Diyarbakır Seyitlerinden Dede Musa Karkin, Alevilerin Kerbala’da Şah Hüseyin ve 72 yoldaşının şehit edilmesi üzerine Muharrem’de matem tuttuklarını belirtti.
Diyarbakır’daki Seyitlerden 12 imamların 5’incisi olan İmam Muhammet Bakır soyundan gelen Dede Kargın evladı Musa Karkin, Matem Orucu, Alevilikteki Dede Talip ilişkisi ve Cem törenlerine ilişkin PİRYOL’a konuştu.
Kerbela’da Şah Hüseyin ve 72 yoldaşının şehit edilmesinden sonra Alevilerin Muharrem ayında Matem tuttuğuna değinen Dede Musa Karkin, her canın kendi özgünlüğüne göre yasını yüreğinde hissetmesinin önemine işaret etti.

Mazlumların matemi
10 Ekim 680 yılında Muharrem ayının 7’inci gününde Kerbela’da 72 yoldaşı ile şehit edilen Şah Hüseyin’in yasını tuttuklarını ve bunun bir oruç tutma olmadığını belirten Dede Musa Karkin, bu yasın Hüseyin şahsında bütün mazlumlara adandığını söyledi. Matem ayında Yezid şahsında ise bütün zalimlerin kınandığını ifade eden Musa Dede, Alevilerin Muharrem ayında gösterişten uzak bir şekilde matem tuttuklarını belirtti.
Şah Hüseyin’in şehadetinden sonra onun ümmetinin ve Ehli Beyt taraftarlarının her dönem zalimin zulmüne karşı olduklarını ve mazlumun yanında yer aldıklarını belirten Dede Karkin, “Biz her zaman zalimin zulmünü lanetler ve mazlumları da rahmetle anarız” dedi.

**Yönerge A**
Muharrem matemi metninde "Şah Hüseyin’in şehadetinden sonra" diye başlayan paragrafı, ana bilgileri koruyarak madde işaretli bir liste biçiminde yeniden yazın.
**Yönerge B**
Muharrem matemi metninde Dede Musa Karkin dışında adı geçen kişileri sıralayın.
**Yönerge C**
Muharrem matemi metnini son cümlesinden sonra ele alıp sürdürün.
Liste bu çalışmada hiçbir işlev görmez.

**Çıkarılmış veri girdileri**
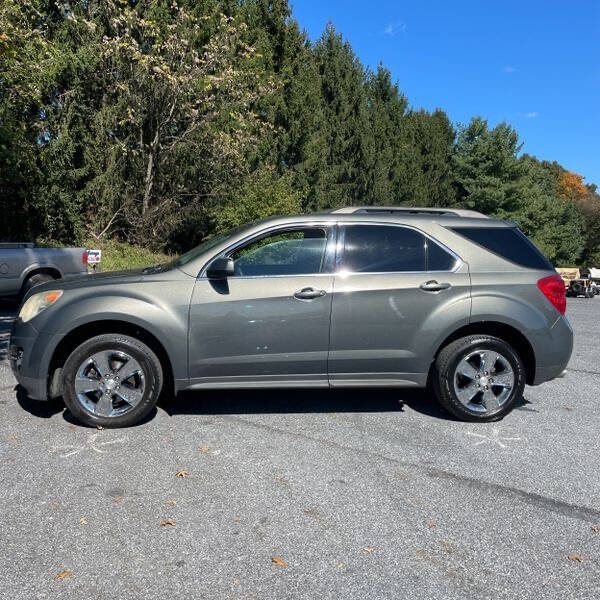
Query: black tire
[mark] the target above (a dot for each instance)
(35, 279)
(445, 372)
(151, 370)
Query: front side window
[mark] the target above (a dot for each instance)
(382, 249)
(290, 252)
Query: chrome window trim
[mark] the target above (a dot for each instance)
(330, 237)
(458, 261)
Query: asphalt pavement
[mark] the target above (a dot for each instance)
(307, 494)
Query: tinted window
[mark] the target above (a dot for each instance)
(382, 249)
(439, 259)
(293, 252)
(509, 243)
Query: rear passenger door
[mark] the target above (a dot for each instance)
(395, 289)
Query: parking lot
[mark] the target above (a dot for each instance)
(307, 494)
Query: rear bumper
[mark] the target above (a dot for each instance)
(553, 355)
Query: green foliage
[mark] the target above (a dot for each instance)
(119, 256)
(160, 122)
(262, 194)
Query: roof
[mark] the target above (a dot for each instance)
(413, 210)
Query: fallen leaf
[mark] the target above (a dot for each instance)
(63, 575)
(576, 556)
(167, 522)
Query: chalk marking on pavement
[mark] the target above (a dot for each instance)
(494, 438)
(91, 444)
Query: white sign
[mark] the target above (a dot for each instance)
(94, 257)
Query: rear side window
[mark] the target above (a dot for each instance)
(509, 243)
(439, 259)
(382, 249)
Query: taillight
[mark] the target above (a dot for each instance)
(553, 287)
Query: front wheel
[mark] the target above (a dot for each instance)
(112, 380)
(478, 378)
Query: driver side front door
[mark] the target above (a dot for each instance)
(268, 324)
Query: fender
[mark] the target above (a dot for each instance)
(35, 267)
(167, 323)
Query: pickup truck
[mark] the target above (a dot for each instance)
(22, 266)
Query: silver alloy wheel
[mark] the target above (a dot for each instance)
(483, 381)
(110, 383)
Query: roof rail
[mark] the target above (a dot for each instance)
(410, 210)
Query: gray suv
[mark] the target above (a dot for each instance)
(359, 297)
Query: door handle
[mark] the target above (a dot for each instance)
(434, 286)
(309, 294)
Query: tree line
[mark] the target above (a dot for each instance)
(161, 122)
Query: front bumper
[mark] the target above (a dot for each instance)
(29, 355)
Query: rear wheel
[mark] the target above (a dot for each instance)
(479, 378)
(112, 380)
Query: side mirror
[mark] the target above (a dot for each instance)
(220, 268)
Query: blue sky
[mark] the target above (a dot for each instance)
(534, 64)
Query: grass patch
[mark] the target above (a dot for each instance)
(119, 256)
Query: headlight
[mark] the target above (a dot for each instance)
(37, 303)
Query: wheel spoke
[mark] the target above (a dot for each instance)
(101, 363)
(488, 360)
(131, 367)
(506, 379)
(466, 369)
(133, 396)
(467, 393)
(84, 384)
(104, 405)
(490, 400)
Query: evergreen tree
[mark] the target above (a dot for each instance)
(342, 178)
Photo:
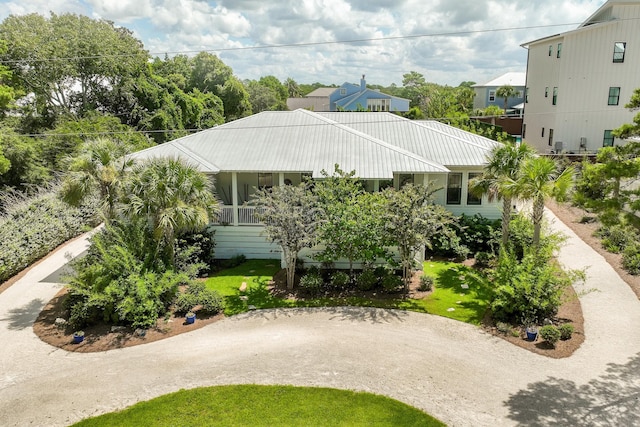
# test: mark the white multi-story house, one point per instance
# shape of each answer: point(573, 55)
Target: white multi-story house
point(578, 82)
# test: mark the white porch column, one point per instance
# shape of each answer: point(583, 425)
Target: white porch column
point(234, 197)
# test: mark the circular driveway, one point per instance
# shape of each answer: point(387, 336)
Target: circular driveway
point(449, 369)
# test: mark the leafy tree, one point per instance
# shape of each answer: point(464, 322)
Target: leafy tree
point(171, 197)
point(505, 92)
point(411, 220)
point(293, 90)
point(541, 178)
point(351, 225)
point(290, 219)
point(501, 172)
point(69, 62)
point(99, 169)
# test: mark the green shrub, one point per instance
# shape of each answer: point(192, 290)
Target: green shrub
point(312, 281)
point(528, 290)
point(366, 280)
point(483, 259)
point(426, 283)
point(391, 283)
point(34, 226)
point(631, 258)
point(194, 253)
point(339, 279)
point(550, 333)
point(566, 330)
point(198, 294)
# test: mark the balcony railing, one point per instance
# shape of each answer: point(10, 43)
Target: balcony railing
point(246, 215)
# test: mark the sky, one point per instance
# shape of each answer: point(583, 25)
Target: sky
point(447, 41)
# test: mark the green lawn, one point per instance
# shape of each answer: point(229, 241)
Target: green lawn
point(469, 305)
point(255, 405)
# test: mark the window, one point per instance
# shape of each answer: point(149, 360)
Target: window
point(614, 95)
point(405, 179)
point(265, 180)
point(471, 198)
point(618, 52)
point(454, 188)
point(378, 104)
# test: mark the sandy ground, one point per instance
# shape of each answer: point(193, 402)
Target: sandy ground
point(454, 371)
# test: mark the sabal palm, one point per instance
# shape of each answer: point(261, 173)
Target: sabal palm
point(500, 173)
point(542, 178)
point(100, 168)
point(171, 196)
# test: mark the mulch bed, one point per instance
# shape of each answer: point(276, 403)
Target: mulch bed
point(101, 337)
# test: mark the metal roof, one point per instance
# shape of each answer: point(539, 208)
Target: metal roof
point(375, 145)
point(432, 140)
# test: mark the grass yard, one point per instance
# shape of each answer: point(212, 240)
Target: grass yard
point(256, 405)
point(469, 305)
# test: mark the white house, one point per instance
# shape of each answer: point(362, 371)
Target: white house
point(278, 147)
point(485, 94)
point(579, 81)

**Alıştırma Çıktısı A**
- Dede Karkin'e göre Şah Hüseyin'in şehadetinden sonra onun ümmeti ve Ehli Beyt taraftarları her dönem zalimin zulmüne karşı olmuştur.
- Bu topluluk her dönem mazlumun yanında yer almıştır.
- Dede Karkin'in sözleri: "Biz her zaman zalimin zulmünü lanetler ve mazlumları da rahmetle anarız."

**Alıştırma Çıktısı B**
- Şah Hüseyin
- İmam Muhammet Bakır
- Dede Kargın
- Yezid

**Alıştırma Çıktısı C**
‘Şah Hüseyin’in Kerbela’da bıraktığı en yüce değer insanın onurunu korumasıdır’
Matemi oruç olarak değerlendirmediklerini ifade eden Dede Karkin, şöyle konuştu: “Oruç demek bazı davranışların kısıtlanmasıdır. Bizimki matem olduğu için tepeden tırnağa, sadece yeme içmeyle değil tüm hareketlerimizi matem için sarf ederiz. Sadece aç olmak hiçbir şey ifade etmez, biz insanlığa yapılan zulümler karşısında yasımızı tutarız. Kişi iradesiyle nefsini hakimiyeti altına alıyorsa en büyük oruç budur. Nefsine hakim olmayan nefsinin esiri olacak ve onurunu ayaklar altına alacak kadar alçalabilecektir. Şah Hüseyin’in Kerbela’da bıraktığı en yüce değer insanın onurunu korumasıdır. Şah Hüseyin onurunu korumak için başını vermiştir. Şah Hüseyin başını hak, canını halk için vermiş ve bu duruş kıyamete kadar da Aleviler için en büyük rehberdir. Bir insanın en yakınını kaybetmesi kendisine ne kadar acı veriyorsa ve onun yasını nasıl bir duygu ile yaşıyorsa o can Şah Hüseyin ve 72 yoldaşının acısını da kat kat daha üstün bir duyguyla yaşar.”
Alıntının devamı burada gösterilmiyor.